- [Texto do documento]:
------------------------------------

Fala o intelectual como a chuva chove. E tem razão de o repetir às escâncaras e na temeridade básica desta conduta social, Chico de Oliveira. Não é concebível uma visão da realidade que, de imediato, não se apetreche da sua crítica e, especialmente, numa sociedade em mudança, em marco decisivo de realiza-la ou perdê-la. As certezas fundamentais prescindem, para o intelectual, da precisão de uma última verdade. Refletem esta condição limite, ou este vestíbulo onde está em causa toda uma visão de mundo e o papel da cabeça é atentar às lógicas profundas, do mudar ou submergir às semiconvicções da oportunidade de o fazer.


Mencheviques não mudam a história e não se pode atrasar a crueza das verdades, que tem no seu anúncio, exatamente, a moção da sua própria dialética e sua elucidação posterior. Fala o intelectual porque o seu ethos é exatamente o da retórica de pôr-se sempre ao risco deste anúncio que o torna vetor e pólo da tomada de consciência que se amplia. Não pode Marilena Chauí, nesta toada, calar-se por perplexidade, diante do entendimento todo, do que se passa no momento de crise. Por isso mesmo que reproclama o dever de falar e reconhece que hoje o debate está aí, a todo canto. Não lograra furtar-se à verdadeira e extraordinária ágora em que o Brasil se debruçou no fustigo das CPIs.


Mais importante ainda é esta toma da palavra por quem, de maneira tão incisiva, tem plena consciência de que a mídia está em processo de expropriar, de vez, esta mesma fala. Como assinala Baudrillard, nosso campo social da comunicação já se trocou no simulacro tolerado do discurso. Diante dele Marilena não tem mais a comovente liberdade que argüi, de falar; não falar, ou falar quando quiser. É já, e na antecipação do que não poderá ser mais dito que o intelectual, se expressa ainda, nesta melancólica, fin de partie, a que se refere George Steiner. Nas realezas absolutas, antecipando o espelho dos simulacros de hoje, o bobo - programado - sabia, falava por quem não podia fazê-lo, mesmerizado pela corte. Não há o luxo de um amanhã para Marilena, diante do que ainda escape à formatação mediática, sobretudo quando, num quadro como o nosso, o inconsciente coletivo escapa da opinião pública - e guardaria a chance ancestral da espontaneidade dos marginalizados - e suas evidências, ainda. Chegaremos a tempo de formular um testemunho de sentido, par assentar a reserva precisa da desconfiança do Brasil de base, quanto aos clichês e os fatos consumados do ''outro Brasil''?

------------------------------------

- [Registros fornecidos]:
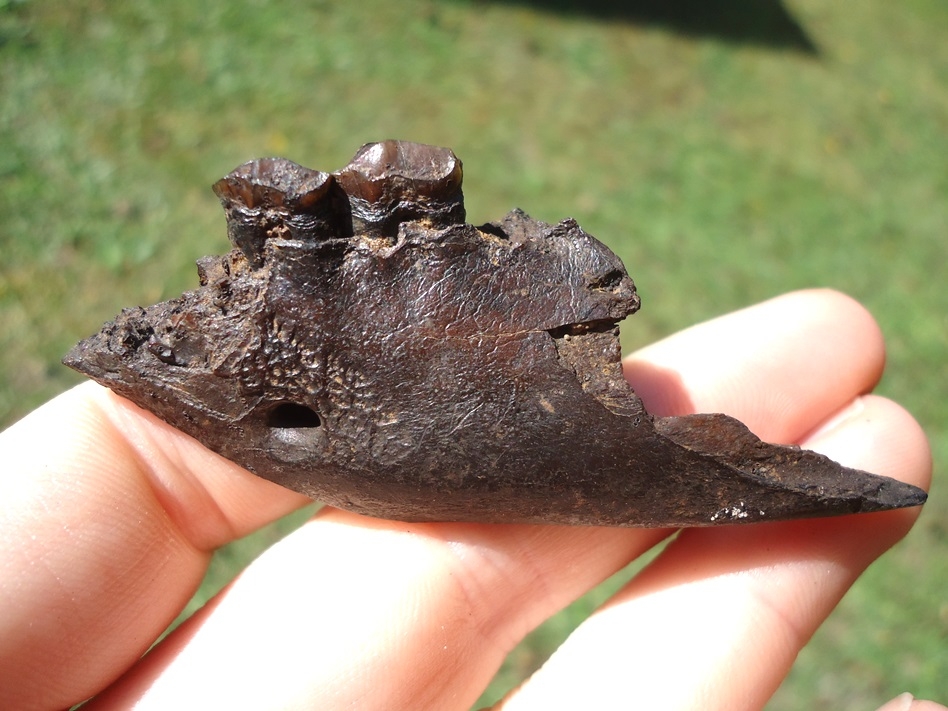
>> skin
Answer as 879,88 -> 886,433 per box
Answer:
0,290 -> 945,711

------------------------------------

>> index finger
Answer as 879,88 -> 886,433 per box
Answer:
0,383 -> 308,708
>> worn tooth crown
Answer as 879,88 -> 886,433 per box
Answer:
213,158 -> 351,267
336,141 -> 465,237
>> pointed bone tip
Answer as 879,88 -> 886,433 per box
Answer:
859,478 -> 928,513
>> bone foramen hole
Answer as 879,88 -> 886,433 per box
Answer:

------------------------------------

- [Enunciado da tarefa]:
Reproduza sem alterações o trecho do texto sobre a fala do intelectual, começando nas palavras "Fala o intelectual como" e parando depois de "de o fazer.". Os registros não têm nenhum papel nesta atividade.

- [Em resposta]:
Fala o intelectual como a chuva chove. E tem razão de o repetir às escâncaras e na temeridade básica desta conduta social, Chico de Oliveira. Não é concebível uma visão da realidade que, de imediato, não se apetreche da sua crítica e, especialmente, numa sociedade em mudança, em marco decisivo de realiza-la ou perdê-la. As certezas fundamentais prescindem, para o intelectual, da precisão de uma última verdade. Refletem esta condição limite, ou este vestíbulo onde está em causa toda uma visão de mundo e o papel da cabeça é atentar às lógicas profundas, do mudar ou submergir às semiconvicções da oportunidade de o fazer.